**The problem**
From the entries, copy each line that includes "crowd".

START Extracted entries

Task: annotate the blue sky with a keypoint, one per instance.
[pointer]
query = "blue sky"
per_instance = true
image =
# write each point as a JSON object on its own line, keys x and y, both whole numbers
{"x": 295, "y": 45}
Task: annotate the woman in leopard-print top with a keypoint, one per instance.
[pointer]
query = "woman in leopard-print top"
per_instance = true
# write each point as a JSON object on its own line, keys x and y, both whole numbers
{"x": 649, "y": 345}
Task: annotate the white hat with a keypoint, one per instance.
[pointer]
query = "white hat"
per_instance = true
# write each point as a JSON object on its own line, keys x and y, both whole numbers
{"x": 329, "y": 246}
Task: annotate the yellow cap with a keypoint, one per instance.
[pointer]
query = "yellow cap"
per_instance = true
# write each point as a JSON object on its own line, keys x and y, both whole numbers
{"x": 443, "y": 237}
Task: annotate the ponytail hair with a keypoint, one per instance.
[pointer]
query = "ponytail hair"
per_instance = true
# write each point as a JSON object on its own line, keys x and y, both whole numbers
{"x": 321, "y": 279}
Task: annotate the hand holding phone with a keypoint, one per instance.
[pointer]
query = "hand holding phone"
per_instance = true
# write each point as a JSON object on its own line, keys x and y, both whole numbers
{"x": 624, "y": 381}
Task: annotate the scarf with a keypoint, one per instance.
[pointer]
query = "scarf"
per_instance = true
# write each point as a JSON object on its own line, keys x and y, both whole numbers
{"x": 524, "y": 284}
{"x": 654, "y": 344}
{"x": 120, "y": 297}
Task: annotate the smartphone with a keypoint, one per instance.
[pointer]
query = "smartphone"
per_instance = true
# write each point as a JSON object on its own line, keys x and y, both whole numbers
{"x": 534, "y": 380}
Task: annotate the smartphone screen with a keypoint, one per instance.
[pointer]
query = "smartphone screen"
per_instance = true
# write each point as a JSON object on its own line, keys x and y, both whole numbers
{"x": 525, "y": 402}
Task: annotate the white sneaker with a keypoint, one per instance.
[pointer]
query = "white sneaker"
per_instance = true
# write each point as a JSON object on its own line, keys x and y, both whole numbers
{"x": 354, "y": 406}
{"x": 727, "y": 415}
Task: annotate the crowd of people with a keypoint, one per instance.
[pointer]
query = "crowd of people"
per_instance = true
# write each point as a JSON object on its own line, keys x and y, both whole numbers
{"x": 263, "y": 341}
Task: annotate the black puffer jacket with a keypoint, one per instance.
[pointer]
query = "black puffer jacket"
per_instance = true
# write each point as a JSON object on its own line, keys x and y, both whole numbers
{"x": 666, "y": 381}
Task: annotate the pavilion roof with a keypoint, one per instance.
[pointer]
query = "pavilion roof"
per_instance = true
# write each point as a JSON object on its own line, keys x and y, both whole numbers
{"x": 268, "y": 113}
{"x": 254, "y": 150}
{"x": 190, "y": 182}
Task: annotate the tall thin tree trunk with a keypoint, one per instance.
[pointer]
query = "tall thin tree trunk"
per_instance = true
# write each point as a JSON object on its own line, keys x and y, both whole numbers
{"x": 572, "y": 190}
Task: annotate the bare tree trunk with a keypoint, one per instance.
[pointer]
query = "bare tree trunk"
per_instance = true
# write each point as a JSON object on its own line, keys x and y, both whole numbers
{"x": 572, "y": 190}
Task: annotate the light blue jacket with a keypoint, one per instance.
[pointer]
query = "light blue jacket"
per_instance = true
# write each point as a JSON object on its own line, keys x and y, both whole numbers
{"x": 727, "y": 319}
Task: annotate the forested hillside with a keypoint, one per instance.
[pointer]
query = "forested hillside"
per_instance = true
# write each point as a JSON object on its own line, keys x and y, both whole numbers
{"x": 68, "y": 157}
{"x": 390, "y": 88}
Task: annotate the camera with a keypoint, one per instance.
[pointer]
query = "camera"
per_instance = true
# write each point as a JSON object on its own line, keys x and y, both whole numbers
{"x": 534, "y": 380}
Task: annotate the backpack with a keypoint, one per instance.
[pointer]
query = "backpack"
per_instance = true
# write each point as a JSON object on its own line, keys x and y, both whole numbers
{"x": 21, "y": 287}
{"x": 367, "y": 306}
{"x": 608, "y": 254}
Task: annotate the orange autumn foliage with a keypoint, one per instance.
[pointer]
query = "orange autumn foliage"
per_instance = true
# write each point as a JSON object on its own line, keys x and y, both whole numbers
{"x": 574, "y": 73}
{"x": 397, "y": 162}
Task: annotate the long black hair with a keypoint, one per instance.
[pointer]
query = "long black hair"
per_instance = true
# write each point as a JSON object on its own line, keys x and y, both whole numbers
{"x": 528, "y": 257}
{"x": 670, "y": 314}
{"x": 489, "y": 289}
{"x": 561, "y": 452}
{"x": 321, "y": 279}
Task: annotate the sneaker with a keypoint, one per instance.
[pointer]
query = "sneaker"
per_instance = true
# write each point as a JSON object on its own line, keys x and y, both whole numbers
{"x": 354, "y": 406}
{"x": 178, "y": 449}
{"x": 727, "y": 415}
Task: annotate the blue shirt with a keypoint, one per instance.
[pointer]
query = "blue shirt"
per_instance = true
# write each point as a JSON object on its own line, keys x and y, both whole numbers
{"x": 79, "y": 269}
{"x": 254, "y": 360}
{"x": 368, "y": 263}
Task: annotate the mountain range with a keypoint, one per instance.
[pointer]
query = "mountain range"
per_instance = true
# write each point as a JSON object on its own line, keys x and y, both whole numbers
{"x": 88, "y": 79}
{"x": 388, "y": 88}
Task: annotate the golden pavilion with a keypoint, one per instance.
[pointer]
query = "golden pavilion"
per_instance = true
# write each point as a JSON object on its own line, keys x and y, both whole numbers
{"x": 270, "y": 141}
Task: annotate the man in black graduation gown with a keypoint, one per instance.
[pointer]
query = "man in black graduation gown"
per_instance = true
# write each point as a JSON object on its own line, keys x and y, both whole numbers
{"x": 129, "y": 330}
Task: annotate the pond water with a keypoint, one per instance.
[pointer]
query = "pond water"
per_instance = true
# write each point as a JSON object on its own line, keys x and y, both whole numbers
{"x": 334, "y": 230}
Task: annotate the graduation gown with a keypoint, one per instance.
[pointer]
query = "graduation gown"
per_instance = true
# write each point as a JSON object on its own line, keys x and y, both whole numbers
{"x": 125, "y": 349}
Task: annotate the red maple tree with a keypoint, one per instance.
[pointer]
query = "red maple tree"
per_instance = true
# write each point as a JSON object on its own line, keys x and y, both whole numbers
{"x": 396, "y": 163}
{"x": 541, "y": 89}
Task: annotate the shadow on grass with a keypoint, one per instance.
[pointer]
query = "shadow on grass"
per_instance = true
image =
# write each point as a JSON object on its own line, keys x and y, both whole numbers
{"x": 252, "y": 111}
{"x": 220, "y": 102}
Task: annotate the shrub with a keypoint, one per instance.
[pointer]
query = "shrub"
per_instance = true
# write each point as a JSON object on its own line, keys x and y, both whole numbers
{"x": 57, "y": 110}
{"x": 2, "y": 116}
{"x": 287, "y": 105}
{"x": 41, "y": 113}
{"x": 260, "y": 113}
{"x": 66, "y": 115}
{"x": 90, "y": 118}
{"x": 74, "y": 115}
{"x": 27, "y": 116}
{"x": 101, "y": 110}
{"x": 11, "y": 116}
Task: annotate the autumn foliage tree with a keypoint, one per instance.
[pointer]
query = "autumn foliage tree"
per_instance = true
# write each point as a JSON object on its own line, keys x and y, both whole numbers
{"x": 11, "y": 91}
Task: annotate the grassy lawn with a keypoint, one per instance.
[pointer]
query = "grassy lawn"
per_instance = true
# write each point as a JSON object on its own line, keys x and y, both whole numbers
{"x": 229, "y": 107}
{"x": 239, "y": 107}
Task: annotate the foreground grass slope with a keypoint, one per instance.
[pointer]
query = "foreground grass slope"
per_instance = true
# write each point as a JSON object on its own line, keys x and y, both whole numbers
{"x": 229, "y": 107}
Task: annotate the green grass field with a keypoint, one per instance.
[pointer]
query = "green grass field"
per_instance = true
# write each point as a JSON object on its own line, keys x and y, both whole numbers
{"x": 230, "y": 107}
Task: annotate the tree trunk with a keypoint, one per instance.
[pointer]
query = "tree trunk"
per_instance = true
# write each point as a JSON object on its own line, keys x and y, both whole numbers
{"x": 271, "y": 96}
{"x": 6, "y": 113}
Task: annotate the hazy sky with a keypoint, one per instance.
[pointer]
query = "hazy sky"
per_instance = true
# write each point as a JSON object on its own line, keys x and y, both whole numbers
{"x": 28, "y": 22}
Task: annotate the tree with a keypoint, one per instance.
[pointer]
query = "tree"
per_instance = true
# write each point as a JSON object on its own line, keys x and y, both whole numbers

END Extracted entries

**Your solution**
Task: annotate the crowd of people with a keypoint, one per instance.
query = "crowd of people"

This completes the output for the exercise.